* [Exercise description] Copy the records from the line with "In the photo above, where can the green foliage" up to and including the line with "point(881, 128)", keeping every request line as it is. Scale only the point coordinates in the answers by 1.45, rounding each to a whole number with halves going up.

* [Raw data]

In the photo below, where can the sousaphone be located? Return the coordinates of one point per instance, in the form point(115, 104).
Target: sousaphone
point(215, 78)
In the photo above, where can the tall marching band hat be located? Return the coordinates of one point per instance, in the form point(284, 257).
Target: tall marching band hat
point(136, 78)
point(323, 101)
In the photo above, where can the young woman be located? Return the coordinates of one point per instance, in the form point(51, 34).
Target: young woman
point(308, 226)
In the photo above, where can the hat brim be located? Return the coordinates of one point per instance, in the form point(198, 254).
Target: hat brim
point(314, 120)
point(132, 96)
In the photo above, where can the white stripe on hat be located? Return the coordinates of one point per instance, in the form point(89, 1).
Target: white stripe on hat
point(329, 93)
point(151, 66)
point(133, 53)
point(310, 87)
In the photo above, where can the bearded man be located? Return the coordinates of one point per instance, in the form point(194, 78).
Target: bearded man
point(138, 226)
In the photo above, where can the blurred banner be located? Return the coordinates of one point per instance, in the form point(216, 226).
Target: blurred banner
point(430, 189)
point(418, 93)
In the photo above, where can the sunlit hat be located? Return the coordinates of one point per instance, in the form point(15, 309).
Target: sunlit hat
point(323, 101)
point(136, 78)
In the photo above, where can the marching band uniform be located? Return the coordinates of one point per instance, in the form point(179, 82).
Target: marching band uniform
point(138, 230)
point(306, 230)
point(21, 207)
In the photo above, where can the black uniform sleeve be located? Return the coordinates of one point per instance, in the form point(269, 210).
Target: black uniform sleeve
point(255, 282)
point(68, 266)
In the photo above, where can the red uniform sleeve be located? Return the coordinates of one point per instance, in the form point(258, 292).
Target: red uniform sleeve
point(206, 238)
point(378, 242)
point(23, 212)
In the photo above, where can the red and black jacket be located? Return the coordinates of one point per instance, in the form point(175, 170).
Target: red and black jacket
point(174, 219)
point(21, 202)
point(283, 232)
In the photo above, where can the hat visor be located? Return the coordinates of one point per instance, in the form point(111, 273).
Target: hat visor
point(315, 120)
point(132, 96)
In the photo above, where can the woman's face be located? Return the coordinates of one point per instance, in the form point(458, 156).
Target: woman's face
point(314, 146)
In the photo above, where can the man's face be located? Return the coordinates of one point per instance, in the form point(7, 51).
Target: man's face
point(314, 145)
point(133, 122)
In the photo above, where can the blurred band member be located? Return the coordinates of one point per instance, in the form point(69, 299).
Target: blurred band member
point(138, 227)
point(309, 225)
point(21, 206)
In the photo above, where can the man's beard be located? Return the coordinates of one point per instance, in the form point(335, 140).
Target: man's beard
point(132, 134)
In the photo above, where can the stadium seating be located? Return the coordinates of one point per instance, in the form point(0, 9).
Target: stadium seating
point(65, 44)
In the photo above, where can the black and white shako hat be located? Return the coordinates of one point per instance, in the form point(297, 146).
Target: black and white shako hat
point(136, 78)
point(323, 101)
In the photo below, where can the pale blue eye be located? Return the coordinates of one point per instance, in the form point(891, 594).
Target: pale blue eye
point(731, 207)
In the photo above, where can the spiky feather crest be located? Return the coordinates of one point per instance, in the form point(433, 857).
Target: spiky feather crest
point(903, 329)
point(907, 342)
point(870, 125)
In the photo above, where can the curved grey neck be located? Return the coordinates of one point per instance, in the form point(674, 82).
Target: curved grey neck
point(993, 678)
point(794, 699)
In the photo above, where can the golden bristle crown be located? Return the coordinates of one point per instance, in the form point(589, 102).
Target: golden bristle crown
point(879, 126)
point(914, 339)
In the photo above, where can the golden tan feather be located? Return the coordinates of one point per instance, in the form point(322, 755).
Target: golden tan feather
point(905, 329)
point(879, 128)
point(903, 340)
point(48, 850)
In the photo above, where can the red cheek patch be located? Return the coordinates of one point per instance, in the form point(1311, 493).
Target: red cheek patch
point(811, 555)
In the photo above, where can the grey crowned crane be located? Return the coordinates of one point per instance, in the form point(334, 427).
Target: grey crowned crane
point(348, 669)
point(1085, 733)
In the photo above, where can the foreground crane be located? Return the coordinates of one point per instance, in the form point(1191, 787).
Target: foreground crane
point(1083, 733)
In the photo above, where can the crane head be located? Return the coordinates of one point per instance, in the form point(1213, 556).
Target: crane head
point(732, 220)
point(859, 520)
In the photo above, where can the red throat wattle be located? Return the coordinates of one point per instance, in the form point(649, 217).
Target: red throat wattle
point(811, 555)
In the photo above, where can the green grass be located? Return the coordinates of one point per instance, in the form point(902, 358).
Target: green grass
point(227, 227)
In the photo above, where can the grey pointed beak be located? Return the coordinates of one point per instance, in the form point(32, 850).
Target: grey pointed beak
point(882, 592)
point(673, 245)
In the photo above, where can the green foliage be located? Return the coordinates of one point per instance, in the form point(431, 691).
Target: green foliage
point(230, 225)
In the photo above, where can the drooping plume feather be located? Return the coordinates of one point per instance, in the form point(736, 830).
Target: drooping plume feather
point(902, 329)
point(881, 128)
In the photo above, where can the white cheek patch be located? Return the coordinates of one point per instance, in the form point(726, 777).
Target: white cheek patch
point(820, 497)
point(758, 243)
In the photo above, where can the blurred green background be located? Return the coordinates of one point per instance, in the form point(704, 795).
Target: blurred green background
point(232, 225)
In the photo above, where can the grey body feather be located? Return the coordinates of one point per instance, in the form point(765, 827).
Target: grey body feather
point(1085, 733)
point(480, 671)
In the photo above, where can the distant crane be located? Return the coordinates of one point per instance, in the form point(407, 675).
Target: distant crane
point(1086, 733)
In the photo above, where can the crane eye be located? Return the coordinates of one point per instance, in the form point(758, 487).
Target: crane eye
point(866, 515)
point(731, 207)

* [Solution to this problem]
In the photo above, where can the green foliage be located? Return the coordinates of one point per instance, in the form point(431, 691).
Target: green foliage
point(334, 326)
In the photo above, where can the drooping plume feather be located? Return the coordinates of one point per instance, in the form point(736, 830).
Target: drooping plume feather
point(1308, 477)
point(1277, 186)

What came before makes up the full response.